BEGIN Dataset records

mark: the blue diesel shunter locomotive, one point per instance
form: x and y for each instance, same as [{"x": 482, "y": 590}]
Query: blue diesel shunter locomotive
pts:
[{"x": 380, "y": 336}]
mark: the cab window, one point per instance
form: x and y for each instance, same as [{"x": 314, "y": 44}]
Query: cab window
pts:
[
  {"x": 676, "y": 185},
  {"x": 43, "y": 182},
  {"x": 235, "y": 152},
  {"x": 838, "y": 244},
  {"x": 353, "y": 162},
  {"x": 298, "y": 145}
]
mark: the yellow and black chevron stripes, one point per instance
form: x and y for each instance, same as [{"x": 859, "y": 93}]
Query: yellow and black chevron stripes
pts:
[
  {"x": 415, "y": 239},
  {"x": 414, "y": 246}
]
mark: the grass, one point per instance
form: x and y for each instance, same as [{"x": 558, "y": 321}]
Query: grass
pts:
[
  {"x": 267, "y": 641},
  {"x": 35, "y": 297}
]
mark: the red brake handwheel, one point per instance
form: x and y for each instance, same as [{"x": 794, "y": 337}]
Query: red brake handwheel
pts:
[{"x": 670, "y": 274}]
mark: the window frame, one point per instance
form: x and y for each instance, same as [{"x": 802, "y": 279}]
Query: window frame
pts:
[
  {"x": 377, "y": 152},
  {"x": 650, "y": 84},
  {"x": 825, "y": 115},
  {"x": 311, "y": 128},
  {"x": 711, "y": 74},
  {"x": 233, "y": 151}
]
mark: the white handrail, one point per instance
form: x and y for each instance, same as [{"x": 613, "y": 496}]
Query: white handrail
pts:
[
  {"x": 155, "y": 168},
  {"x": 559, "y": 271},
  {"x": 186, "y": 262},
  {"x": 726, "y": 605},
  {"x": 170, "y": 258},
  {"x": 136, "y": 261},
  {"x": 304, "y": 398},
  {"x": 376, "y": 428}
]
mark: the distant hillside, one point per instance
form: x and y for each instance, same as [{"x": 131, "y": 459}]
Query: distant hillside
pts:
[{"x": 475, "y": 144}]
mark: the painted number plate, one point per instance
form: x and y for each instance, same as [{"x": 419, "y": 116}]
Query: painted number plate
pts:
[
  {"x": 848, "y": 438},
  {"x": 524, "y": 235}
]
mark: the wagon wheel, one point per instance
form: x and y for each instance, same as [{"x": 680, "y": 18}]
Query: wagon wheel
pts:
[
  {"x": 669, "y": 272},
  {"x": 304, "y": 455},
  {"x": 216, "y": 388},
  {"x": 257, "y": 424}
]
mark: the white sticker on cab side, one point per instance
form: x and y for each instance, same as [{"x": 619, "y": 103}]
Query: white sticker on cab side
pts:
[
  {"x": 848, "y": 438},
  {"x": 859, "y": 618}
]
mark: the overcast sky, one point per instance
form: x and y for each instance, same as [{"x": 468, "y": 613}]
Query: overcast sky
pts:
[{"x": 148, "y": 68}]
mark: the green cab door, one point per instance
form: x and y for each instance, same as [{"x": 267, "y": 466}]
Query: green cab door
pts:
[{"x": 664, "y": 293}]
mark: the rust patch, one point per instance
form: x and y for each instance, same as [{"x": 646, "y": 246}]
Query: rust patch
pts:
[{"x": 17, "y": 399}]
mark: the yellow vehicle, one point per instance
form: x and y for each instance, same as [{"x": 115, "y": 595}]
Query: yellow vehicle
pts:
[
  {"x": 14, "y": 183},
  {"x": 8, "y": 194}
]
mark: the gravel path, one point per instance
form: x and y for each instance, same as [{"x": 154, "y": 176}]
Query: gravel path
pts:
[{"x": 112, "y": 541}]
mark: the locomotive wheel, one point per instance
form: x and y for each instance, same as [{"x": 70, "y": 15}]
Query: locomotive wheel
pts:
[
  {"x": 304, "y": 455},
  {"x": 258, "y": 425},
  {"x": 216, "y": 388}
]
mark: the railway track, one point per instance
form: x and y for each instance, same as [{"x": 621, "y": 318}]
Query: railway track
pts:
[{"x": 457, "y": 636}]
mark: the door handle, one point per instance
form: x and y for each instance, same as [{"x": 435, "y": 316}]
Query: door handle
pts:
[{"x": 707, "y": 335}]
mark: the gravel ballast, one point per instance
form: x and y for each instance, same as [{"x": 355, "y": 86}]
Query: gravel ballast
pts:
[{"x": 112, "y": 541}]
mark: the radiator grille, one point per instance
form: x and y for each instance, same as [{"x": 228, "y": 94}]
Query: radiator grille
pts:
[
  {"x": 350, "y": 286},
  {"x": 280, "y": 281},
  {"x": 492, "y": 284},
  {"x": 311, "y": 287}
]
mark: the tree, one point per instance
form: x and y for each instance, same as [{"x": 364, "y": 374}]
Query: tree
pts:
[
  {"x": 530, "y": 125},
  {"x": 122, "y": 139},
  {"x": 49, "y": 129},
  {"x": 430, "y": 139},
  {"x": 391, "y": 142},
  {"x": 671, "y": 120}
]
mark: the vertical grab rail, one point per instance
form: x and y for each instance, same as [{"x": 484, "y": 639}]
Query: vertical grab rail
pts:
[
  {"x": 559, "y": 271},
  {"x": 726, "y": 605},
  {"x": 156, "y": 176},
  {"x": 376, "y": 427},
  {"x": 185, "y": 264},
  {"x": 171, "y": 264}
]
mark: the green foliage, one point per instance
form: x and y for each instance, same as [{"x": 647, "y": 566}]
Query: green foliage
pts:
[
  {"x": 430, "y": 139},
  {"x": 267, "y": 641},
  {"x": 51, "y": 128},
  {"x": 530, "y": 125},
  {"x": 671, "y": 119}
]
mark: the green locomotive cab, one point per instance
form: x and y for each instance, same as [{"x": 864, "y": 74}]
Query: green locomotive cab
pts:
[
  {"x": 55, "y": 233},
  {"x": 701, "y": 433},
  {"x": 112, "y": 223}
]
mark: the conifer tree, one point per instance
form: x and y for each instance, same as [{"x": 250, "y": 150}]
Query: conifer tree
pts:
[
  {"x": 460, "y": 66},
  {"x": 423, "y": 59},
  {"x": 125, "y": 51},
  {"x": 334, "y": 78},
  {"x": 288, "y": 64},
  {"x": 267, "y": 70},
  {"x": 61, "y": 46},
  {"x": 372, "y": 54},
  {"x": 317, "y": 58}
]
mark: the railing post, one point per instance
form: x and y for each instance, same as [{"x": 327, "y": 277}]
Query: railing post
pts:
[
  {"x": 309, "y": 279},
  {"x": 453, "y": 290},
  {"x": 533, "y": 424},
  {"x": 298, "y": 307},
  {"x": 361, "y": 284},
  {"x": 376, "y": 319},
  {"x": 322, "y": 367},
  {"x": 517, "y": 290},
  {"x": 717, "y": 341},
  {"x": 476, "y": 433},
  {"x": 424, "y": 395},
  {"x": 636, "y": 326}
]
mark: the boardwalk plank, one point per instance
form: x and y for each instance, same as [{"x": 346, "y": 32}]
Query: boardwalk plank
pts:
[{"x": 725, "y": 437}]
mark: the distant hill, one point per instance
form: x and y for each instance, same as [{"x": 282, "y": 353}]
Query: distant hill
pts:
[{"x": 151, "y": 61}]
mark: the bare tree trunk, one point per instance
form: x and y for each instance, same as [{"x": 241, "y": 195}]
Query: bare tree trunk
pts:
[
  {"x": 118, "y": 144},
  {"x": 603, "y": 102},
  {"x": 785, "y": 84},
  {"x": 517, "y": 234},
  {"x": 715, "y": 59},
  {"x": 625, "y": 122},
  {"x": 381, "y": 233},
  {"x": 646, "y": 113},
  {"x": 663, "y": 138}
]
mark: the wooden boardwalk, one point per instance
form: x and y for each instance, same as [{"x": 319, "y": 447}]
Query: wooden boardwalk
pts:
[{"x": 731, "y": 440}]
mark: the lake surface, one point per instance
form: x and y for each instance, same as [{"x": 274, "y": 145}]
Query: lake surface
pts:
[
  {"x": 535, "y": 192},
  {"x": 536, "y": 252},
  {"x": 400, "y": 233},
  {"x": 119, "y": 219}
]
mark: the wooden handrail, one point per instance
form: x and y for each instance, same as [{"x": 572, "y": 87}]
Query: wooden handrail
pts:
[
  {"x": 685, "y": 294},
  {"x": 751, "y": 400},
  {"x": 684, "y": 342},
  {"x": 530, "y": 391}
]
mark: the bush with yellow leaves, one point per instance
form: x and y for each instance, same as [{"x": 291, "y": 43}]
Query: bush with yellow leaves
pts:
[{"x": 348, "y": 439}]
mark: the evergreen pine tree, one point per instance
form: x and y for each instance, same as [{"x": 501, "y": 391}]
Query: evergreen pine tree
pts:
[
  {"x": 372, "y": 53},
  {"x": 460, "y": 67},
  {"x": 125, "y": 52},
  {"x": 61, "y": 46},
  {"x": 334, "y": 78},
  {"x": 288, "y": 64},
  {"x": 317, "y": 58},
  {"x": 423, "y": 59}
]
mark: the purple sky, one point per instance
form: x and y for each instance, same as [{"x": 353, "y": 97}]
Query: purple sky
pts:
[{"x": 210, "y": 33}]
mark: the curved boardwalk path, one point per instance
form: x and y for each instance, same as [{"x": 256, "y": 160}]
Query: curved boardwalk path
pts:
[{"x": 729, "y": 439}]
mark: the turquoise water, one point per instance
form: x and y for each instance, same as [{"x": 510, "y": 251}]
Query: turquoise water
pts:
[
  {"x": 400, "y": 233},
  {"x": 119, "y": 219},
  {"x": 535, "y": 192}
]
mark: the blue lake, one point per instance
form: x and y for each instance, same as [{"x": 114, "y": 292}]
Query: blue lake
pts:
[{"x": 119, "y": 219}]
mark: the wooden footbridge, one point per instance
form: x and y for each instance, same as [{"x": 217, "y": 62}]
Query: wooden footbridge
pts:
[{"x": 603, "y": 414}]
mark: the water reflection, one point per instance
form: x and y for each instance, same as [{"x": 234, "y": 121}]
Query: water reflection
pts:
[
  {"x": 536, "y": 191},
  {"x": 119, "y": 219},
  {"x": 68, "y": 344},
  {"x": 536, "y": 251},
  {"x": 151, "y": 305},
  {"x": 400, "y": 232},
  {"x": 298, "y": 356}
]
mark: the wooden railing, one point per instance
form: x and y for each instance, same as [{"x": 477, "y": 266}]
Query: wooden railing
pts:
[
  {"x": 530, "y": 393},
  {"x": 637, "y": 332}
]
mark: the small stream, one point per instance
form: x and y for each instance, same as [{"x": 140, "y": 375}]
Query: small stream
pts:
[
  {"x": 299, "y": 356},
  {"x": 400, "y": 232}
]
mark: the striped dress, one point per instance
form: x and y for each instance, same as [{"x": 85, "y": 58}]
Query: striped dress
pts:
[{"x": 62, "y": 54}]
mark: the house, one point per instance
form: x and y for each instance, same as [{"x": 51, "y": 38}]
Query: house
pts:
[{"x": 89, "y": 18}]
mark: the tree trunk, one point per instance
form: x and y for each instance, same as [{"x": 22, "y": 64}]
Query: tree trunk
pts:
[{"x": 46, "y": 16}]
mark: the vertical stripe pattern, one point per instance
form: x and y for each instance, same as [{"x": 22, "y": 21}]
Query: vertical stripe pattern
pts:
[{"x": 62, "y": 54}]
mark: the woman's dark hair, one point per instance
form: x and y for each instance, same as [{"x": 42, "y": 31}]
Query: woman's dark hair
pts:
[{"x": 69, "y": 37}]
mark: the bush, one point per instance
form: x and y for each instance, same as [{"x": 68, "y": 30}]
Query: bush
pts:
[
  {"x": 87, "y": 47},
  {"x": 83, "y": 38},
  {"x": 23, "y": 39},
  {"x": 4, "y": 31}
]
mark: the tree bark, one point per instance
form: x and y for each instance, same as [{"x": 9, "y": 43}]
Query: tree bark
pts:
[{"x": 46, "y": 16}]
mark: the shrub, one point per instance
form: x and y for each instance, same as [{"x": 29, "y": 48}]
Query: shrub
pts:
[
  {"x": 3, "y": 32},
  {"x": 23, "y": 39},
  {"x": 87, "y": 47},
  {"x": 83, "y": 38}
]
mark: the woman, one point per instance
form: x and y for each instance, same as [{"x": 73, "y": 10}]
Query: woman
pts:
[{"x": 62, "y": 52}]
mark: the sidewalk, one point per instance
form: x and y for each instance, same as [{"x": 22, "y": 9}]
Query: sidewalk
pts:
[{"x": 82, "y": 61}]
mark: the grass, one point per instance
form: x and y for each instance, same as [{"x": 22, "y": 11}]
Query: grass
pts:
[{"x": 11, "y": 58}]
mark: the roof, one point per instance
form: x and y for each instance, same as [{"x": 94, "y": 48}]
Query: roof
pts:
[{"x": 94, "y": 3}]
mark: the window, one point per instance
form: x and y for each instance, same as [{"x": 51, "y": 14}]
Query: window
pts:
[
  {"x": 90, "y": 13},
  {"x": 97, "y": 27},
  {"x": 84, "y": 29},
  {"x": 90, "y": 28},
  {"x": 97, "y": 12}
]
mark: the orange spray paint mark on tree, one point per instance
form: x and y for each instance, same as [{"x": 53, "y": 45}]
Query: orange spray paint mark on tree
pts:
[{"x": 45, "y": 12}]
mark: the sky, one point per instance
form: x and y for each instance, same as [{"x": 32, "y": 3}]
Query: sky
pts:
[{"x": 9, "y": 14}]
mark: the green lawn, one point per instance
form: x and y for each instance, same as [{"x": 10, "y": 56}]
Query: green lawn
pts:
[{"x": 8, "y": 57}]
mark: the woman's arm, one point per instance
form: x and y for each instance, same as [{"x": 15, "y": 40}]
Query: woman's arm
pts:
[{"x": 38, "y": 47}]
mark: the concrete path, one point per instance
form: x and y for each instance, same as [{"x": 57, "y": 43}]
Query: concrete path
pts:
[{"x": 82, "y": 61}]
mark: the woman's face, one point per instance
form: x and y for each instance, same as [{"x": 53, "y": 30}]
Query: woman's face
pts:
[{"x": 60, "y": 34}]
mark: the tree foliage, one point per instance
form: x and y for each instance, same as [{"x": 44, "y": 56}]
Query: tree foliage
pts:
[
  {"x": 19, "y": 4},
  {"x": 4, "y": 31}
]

END Dataset records

Task to complete |
Quote, word for word, every line starting at the one that contains "mark: the roof, one point per instance" and ending with the final line of the entries.

Full response |
mark: the roof, one point per instance
form: x and y for each instance, same as [{"x": 94, "y": 48}]
Query: roof
pts:
[{"x": 94, "y": 3}]
mark: the window, one point per instance
form: x and y for each instance, same as [{"x": 51, "y": 14}]
Query: window
pts:
[
  {"x": 90, "y": 13},
  {"x": 97, "y": 27},
  {"x": 84, "y": 29},
  {"x": 90, "y": 28},
  {"x": 97, "y": 12}
]
mark: the orange spray paint mark on tree, one point per instance
form: x and y for each instance, same as [{"x": 53, "y": 45}]
Query: orange spray paint mark on tree
pts:
[{"x": 45, "y": 12}]
mark: the sky, one point per instance
form: x and y for each instance, same as [{"x": 32, "y": 3}]
Query: sky
pts:
[{"x": 9, "y": 14}]
mark: the green lawn, one point per instance
form: x and y for each instance, same as [{"x": 10, "y": 56}]
Query: green lawn
pts:
[{"x": 8, "y": 57}]
mark: the woman's arm, one point per instance
form: x and y for each instance, same as [{"x": 15, "y": 40}]
Query: woman's arm
pts:
[{"x": 38, "y": 47}]
mark: the concrete path, one point per instance
form: x and y for each instance, same as [{"x": 57, "y": 43}]
Query: concrete path
pts:
[{"x": 82, "y": 61}]
mark: the woman's face, one point per instance
form: x and y for each instance, same as [{"x": 53, "y": 30}]
Query: woman's face
pts:
[{"x": 60, "y": 34}]
mark: the tree foliage, one point per instance
form: x and y for each instance, same as [{"x": 44, "y": 56}]
Query: tree foliage
pts:
[
  {"x": 19, "y": 4},
  {"x": 4, "y": 31}
]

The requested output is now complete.